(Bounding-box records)
▬▬▬▬▬▬

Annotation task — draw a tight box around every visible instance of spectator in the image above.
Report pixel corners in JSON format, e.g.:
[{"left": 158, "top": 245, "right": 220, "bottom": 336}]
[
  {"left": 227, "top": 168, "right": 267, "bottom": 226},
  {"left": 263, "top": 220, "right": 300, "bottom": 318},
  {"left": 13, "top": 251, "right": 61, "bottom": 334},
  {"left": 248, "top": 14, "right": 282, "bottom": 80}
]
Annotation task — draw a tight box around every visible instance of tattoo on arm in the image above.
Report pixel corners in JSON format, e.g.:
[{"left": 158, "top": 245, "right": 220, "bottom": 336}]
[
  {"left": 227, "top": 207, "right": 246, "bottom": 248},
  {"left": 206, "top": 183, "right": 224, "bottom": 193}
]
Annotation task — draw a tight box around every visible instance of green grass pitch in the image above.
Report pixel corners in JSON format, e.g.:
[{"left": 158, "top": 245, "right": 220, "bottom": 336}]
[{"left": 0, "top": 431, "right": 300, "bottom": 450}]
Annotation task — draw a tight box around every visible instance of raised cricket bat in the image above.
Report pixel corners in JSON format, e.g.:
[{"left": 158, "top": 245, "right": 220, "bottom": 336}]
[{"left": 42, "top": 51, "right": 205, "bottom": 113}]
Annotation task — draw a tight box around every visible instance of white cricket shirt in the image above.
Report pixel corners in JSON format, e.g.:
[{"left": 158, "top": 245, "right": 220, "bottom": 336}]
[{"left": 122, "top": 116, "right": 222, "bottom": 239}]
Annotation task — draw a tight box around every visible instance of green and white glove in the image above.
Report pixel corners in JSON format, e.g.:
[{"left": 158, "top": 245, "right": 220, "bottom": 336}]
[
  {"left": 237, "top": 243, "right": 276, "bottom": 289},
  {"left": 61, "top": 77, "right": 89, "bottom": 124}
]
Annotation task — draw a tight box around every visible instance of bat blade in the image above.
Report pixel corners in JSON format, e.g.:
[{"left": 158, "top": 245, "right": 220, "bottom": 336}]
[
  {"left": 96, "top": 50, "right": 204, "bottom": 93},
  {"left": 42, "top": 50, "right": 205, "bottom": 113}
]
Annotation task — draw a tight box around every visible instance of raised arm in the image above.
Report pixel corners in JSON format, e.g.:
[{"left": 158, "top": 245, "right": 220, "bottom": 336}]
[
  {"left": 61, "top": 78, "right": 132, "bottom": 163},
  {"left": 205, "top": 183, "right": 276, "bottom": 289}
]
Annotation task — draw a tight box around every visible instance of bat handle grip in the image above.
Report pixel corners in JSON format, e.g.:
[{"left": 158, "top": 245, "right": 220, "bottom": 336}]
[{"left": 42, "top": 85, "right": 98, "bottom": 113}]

▬▬▬▬▬▬

§ **Your task**:
Lay out every line above as a JSON list of strings, one string per line, omitting blank lines.

§ **Response for this exercise**:
[
  "Annotation task — draw a tight box around every visible instance of spectator in the image above.",
  "Report pixel corners in JSON format, e.g.:",
  "[{\"left\": 158, \"top\": 245, \"right\": 220, \"bottom\": 336}]",
  "[",
  "  {\"left\": 227, \"top\": 168, \"right\": 267, \"bottom\": 226},",
  "  {\"left\": 263, \"top\": 220, \"right\": 300, \"bottom\": 318},",
  "  {\"left\": 13, \"top\": 251, \"right\": 61, \"bottom\": 334},",
  "  {\"left\": 248, \"top\": 14, \"right\": 282, \"bottom\": 80}",
  "]",
  "Annotation task — draw a tight box around every visible instance of tattoo on arm in the image above.",
  "Report pixel corners in JSON format, e.g.:",
  "[{\"left\": 158, \"top\": 245, \"right\": 220, \"bottom\": 336}]",
  "[",
  "  {\"left\": 227, \"top\": 207, \"right\": 246, \"bottom\": 248},",
  "  {\"left\": 206, \"top\": 183, \"right\": 224, \"bottom\": 193}",
  "]",
  "Annotation task — draw a tight box around every visible instance of green grass pitch in the image above.",
  "Report pixel corners in JSON format, e.g.:",
  "[{\"left\": 158, \"top\": 245, \"right\": 220, \"bottom\": 336}]",
  "[{\"left\": 0, \"top\": 431, \"right\": 300, \"bottom\": 450}]",
  "Annotation task — draw a tight box around every visible instance of raised cricket bat in the image above.",
  "Report pixel corners in JSON format, e.g.:",
  "[{\"left\": 158, \"top\": 245, \"right\": 220, \"bottom\": 336}]",
  "[{\"left\": 42, \"top\": 51, \"right\": 205, \"bottom\": 113}]",
  "Annotation task — draw a tight box around every visible instance of white cricket shirt in the image above.",
  "Report pixel corners in JSON format, e.g.:",
  "[{\"left\": 158, \"top\": 245, \"right\": 220, \"bottom\": 336}]",
  "[{\"left\": 122, \"top\": 116, \"right\": 222, \"bottom\": 239}]",
  "Annotation task — draw a tight box around every visible instance of green and white glove in the image above.",
  "Report pixel corners in JSON format, e.g.:",
  "[{\"left\": 158, \"top\": 245, \"right\": 220, \"bottom\": 336}]",
  "[",
  "  {\"left\": 237, \"top\": 243, \"right\": 276, \"bottom\": 289},",
  "  {\"left\": 61, \"top\": 77, \"right\": 89, \"bottom\": 124}",
  "]",
  "Annotation task — draw a tight box around every visible instance of bat blade in the image above.",
  "Report pixel corners in JSON format, e.g.:",
  "[{\"left\": 158, \"top\": 245, \"right\": 220, \"bottom\": 336}]",
  "[",
  "  {\"left\": 96, \"top\": 50, \"right\": 204, \"bottom\": 93},",
  "  {\"left\": 42, \"top\": 50, \"right\": 205, \"bottom\": 113}",
  "]",
  "Annotation task — draw a tight box around every visible instance of raised arm in the image above.",
  "Report pixel corners in JSON format, e.g.:",
  "[{\"left\": 158, \"top\": 245, \"right\": 220, \"bottom\": 336}]",
  "[",
  "  {\"left\": 61, \"top\": 78, \"right\": 132, \"bottom\": 163},",
  "  {\"left\": 205, \"top\": 183, \"right\": 276, \"bottom\": 289}",
  "]",
  "Annotation task — draw a tight box around every visible instance of bat handle grip in the image above.",
  "Report pixel corners in JSON format, e.g.:",
  "[{\"left\": 158, \"top\": 245, \"right\": 220, \"bottom\": 336}]",
  "[{\"left\": 42, \"top\": 85, \"right\": 98, \"bottom\": 113}]"
]